■ SUPPLIED DATA:
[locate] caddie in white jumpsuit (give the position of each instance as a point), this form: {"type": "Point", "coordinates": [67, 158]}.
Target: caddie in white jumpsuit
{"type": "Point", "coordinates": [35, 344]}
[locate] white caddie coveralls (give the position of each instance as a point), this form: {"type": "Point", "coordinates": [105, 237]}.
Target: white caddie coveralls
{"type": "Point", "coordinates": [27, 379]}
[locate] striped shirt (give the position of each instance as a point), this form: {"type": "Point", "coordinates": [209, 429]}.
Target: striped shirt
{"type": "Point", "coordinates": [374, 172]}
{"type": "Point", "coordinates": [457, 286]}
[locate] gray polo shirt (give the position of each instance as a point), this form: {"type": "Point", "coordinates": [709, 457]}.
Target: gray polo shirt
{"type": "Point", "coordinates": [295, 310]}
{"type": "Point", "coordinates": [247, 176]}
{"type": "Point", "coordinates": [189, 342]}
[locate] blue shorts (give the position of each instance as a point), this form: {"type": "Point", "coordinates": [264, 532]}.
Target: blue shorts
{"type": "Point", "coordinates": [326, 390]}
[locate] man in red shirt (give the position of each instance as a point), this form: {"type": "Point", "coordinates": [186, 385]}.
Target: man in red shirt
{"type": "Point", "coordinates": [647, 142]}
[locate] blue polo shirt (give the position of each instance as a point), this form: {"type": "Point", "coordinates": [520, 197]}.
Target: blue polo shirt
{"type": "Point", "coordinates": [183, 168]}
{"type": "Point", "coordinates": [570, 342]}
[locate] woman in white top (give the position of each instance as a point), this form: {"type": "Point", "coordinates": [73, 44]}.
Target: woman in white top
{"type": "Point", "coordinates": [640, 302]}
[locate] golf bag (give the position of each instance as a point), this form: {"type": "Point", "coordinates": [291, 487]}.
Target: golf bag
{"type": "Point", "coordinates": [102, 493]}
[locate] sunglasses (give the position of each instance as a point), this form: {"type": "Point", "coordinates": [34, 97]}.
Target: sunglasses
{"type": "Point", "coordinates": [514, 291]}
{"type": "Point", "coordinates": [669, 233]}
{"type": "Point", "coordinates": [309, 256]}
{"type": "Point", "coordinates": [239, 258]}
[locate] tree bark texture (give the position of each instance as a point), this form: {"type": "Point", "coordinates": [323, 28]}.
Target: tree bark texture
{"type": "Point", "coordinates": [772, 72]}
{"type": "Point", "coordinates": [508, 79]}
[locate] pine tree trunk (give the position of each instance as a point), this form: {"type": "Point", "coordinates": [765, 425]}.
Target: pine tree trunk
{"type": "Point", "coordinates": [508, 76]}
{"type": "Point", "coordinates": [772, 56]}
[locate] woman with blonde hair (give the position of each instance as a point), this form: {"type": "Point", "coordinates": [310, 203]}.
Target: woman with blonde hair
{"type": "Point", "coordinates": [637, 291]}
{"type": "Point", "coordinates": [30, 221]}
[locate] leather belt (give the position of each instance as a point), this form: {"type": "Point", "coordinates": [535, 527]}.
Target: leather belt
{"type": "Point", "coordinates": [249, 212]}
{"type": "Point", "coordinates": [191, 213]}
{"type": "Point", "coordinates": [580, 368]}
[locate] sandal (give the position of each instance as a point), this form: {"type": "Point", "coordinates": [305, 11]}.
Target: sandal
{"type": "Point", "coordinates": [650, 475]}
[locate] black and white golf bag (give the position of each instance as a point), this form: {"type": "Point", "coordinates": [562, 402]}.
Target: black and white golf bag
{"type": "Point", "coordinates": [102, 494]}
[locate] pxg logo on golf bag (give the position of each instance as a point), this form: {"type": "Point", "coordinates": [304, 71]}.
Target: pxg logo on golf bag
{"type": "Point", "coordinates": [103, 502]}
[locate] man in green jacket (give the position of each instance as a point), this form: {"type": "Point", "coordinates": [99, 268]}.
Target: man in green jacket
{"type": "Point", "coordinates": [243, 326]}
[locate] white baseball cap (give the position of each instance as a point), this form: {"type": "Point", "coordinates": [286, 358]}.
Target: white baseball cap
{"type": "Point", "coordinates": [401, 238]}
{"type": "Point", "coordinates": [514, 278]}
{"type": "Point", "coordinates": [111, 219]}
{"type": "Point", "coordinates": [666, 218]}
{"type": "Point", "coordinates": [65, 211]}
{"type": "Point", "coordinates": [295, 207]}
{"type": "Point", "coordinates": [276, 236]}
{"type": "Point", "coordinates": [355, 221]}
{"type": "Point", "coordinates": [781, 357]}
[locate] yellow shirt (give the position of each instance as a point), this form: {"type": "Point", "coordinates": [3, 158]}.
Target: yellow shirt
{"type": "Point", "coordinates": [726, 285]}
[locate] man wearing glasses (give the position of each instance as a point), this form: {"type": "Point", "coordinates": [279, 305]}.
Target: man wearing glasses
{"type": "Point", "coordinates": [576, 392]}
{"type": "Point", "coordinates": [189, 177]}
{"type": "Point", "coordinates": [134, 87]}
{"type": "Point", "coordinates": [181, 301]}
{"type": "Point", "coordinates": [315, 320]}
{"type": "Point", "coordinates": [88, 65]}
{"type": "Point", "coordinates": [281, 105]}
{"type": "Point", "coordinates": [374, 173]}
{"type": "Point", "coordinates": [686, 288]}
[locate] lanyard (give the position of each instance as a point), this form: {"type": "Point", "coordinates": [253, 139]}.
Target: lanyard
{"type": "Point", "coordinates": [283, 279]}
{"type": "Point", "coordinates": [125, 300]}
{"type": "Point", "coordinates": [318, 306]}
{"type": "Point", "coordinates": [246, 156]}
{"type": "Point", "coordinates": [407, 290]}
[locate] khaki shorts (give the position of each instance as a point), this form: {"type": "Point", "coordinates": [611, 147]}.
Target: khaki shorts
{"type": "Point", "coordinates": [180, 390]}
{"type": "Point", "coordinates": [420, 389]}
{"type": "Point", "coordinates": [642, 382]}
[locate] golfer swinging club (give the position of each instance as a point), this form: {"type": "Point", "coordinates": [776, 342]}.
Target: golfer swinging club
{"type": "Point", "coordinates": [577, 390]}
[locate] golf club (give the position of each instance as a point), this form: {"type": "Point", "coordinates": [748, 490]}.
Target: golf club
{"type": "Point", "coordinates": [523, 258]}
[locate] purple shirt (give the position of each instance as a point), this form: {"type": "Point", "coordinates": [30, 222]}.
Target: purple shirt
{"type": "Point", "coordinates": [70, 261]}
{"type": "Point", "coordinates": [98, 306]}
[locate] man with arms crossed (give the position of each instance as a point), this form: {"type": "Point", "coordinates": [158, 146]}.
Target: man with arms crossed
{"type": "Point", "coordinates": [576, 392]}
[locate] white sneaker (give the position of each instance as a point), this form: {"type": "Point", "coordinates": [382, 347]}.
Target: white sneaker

■ DESCRIPTION OF THE TASK:
Give again only the lines starting at the one that contains "[locate] khaki shorts" and running to the end of the data.

■ WRITTEN SOLUTION:
[locate] khaki shorts (give the position of each instance as a point), this form: {"type": "Point", "coordinates": [611, 147]}.
Target: khaki shorts
{"type": "Point", "coordinates": [180, 390]}
{"type": "Point", "coordinates": [420, 389]}
{"type": "Point", "coordinates": [642, 382]}
[locate] golfer swinging club (give the position of each instance as a point), this form: {"type": "Point", "coordinates": [776, 342]}.
Target: golfer swinging club
{"type": "Point", "coordinates": [577, 390]}
[locate] golf club (give the position of each instance as a point), this form: {"type": "Point", "coordinates": [748, 490]}.
Target: golf club
{"type": "Point", "coordinates": [523, 258]}
[locate] purple shirt (give the position of each instance as a point), this form: {"type": "Point", "coordinates": [30, 222]}.
Target: purple shirt
{"type": "Point", "coordinates": [70, 261]}
{"type": "Point", "coordinates": [98, 306]}
[locate] man with arms crossed (give the position of each instance as a point), this form: {"type": "Point", "coordinates": [158, 146]}.
Target: man with arms crossed
{"type": "Point", "coordinates": [576, 392]}
[locate] white sneaker (give the position of each instance as a point), this form: {"type": "Point", "coordinates": [382, 347]}.
Target: white sneaker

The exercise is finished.